WHAT THE EXERCISE ASKS:
Please output the lines shown below exactly as they appear.

Referring expression data:
+ + + +

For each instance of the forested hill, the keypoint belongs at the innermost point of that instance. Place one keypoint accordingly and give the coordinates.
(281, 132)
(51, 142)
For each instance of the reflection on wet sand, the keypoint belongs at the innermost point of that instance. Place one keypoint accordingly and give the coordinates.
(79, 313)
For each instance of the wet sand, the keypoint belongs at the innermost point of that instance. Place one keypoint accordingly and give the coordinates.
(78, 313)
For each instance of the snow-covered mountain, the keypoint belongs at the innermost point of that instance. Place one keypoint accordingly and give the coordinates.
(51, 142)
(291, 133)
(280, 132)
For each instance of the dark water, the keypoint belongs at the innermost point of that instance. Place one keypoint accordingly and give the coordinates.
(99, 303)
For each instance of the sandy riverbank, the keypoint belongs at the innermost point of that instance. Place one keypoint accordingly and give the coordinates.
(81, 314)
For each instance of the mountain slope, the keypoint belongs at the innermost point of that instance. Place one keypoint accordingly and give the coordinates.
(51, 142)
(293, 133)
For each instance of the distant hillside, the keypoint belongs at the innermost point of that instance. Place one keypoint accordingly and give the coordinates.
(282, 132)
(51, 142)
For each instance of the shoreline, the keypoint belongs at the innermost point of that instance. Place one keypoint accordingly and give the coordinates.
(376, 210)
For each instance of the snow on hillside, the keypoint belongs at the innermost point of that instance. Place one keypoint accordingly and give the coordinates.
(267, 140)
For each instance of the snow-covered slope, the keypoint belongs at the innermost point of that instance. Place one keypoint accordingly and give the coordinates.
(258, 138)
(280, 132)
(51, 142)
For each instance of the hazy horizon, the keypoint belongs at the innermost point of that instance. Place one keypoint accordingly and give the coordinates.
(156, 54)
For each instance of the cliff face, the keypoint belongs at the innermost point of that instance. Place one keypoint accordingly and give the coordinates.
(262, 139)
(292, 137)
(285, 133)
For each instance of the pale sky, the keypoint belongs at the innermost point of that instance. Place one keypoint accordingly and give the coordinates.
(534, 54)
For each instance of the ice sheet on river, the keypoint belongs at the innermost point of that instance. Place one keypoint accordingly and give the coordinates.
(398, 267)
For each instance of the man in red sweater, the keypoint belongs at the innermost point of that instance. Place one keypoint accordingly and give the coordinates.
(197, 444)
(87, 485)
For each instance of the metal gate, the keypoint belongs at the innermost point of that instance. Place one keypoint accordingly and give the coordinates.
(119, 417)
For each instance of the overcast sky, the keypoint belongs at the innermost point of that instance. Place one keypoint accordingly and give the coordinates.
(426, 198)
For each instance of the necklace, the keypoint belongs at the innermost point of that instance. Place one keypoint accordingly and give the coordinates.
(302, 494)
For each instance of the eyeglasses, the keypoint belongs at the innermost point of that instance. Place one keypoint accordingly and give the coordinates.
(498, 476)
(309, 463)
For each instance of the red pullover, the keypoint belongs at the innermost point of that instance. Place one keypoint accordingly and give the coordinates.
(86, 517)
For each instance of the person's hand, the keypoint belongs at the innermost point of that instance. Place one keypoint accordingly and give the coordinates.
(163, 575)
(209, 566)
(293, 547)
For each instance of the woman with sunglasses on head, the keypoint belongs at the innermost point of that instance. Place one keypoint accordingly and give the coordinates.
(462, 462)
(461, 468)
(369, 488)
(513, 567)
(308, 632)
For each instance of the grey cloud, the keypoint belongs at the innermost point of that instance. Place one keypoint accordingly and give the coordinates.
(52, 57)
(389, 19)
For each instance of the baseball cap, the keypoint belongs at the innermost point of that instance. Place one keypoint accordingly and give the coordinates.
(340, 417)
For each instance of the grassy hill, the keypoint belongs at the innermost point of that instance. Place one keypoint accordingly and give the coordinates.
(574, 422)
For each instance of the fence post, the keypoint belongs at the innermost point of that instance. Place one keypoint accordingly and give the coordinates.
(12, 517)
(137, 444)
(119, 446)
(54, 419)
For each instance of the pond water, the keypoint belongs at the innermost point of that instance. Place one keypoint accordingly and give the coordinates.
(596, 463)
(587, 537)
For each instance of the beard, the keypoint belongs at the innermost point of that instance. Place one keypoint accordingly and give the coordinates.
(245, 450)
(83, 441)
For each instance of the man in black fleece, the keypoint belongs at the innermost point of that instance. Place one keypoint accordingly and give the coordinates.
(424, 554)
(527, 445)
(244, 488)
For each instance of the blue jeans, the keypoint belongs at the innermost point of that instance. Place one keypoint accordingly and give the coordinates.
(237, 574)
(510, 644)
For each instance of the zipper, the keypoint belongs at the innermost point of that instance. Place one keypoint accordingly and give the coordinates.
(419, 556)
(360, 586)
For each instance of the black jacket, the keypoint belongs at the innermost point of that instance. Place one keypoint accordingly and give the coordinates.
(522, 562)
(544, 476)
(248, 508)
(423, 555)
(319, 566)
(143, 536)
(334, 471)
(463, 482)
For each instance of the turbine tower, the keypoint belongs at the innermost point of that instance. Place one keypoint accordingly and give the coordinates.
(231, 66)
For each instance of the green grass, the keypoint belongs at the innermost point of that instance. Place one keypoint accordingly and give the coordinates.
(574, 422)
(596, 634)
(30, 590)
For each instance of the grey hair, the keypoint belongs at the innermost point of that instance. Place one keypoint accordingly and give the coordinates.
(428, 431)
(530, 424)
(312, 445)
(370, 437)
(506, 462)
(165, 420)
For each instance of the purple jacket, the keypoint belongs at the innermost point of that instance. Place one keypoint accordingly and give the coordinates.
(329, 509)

+ + + +

SOLUTION TO THIS EXERCISE:
For each instance of the forested hill, the keypoint belongs at the innermost point of that instance. Place one keypoint accordingly and give the coordinates.
(281, 132)
(51, 142)
For each instance of the reflection on wet sand, the keypoint belongs at the innermost point of that instance. Place one keypoint accordingly and give the coordinates.
(79, 313)
For each instance of the wet sand, the keypoint belongs at the innermost point of that instance. Place one keypoint accordingly and give the coordinates.
(78, 313)
For each instance of the snow-covered mountain, the keypoint belongs at the innermost point of that instance. Place one keypoint accordingly and give the coordinates.
(51, 142)
(291, 133)
(280, 132)
For each instance of the dark water, the keypoint belongs at the innermost point of that instance. Place one keypoint accordingly and give the coordinates.
(99, 303)
For each instance of the sandy riverbank, the keypoint belongs at the innermost point of that instance. Place one keypoint accordingly and give the coordinates.
(81, 314)
For each instance of the mountain slope, the keypoint belongs at the innermost point of that instance. Place one keypoint accordingly and give the coordinates.
(51, 142)
(293, 133)
For each instance of the distant hillside, the keypoint belongs at the innermost point of that instance. Place one keypoint accordingly and give the coordinates.
(282, 132)
(51, 142)
For each instance of the shoreline, the keypoint belongs at the innermost point of that instance. Place one keypoint accordingly and give the coordinates.
(376, 210)
For each instance of the snow on hillside, the keypoint belongs at the innermost point of that instance. Place one keypoint accordingly and give the coordinates.
(267, 140)
For each instance of the snow-covered slope, the keypoint belongs at the innermost point of that instance. Place one keypoint accordingly and give the coordinates.
(258, 138)
(280, 132)
(51, 142)
For each instance of the hazy horizon, the keypoint belongs at the innermost point of that instance. Place one keypoint accordingly and give the coordinates.
(156, 54)
For each instance of the cliff face, the keypoint belongs at the innermost point of that instance. Place one keypoint accordingly and give the coordinates.
(262, 139)
(292, 137)
(285, 133)
For each instance of the pale sky, the keypoint belongs at the innermost point of that instance. Place one keypoint accordingly and give the coordinates.
(534, 54)
For each instance of the ice sheet on river, the keypoint belongs at the innermost point of that instance. Place one keypoint accordingly and give the coordinates.
(398, 267)
For each instance of the man in red sweater, the keypoint belongs at the innermost point of that instance. Place one keypoint accordingly and give the coordinates.
(197, 444)
(87, 485)
For each instance of the metal gate, the keypoint belongs at the innermost point of that instance. Place one keypoint accordingly and give the coordinates.
(119, 417)
For each instance of the overcast sky, the keypoint belongs at the innermost point of that instance. Place one keypoint accordingly and give the coordinates.
(426, 198)
For each instance of the necklace, the keypoint belongs at the innermost point of that instance. Place one keypoint accordingly and give the coordinates.
(302, 494)
For each instance of the eyeglasses, the keypoint belongs at the innermost point of that instance. Place one keypoint accordingly and give the coordinates.
(498, 476)
(309, 463)
For each instance of the red pullover, the keypoint belongs at the innermost point of that instance. Place one keypoint accordingly and give the coordinates.
(86, 517)
For each instance of the person's hand, the keypoint belongs at the innermost point of that instance. Place one keypoint accordingly and give the coordinates.
(163, 575)
(209, 566)
(293, 547)
For each instance of the woman with sunglasses on head, the keypoint belongs at the innermost point of that instance. Place one keypoint accordingly and give the coordinates.
(462, 462)
(461, 468)
(369, 488)
(513, 567)
(308, 632)
For each instance of the grey cloud, the keypoint belongs at the innermost point of that instance. Place one keypoint accordingly and give the coordinates.
(52, 57)
(389, 19)
For each instance of the baseball cap, the keypoint belongs at the innermost point of that instance. Place one keypoint accordingly and give the coordinates.
(340, 417)
For each instance of the grassy hill, the keypoint belongs at the innermost point of that instance. Place one keypoint accordingly and give the coordinates.
(574, 422)
For each instance of the fence post, the keypoint belongs at the innermost point of that instance. Place one keypoint accordingly and give the coordinates.
(12, 517)
(137, 444)
(119, 446)
(54, 419)
For each instance of the pond water, the keypoint belongs at the innermost point of that instance. Place one keypoint accordingly and give the coordinates.
(596, 463)
(587, 537)
For each instance of the beard, the keypoint belongs at the innermost point of that instance. Place one keypoint accordingly and give the coordinates.
(245, 450)
(83, 441)
For each instance of the man in black fleece, the keypoint belongs at the innermost point of that instance. Place one keypoint accordingly and give the coordinates.
(424, 554)
(527, 445)
(244, 488)
For each instance of the blue jeans, the keypoint belongs at the innermost point of that instance. Place one keypoint accordingly and give the coordinates.
(237, 574)
(510, 644)
For each instance of the zipper, the keypoint belongs at the innermost point of that instance. Place one keypoint accordingly and give the coordinates.
(419, 556)
(360, 586)
For each instance of the black jacket, the keypoint belongs at the innermost point of that instance. Place one keypoint accordingly and give the coordinates.
(522, 562)
(544, 476)
(248, 508)
(423, 555)
(319, 566)
(143, 536)
(334, 471)
(463, 482)
For each instance of the turbine tower, the keypoint belongs at the innermost point of that instance. Place one keypoint accordingly and give the coordinates.
(231, 66)
For each instance of the green grass, the keypoint belongs at the innermost point of that instance. Place one keypoint accordingly and give the coordinates.
(574, 422)
(596, 634)
(30, 590)
For each instance of the grey hair, the keypoint belongs at the innermost point of that instance. Place one keypoint accordingly and give the coordinates.
(428, 431)
(530, 424)
(312, 445)
(370, 437)
(506, 462)
(165, 420)
For each instance of the purple jacket, the keypoint belongs at the innermost point of that instance. Place one keypoint accordingly and give the coordinates.
(329, 509)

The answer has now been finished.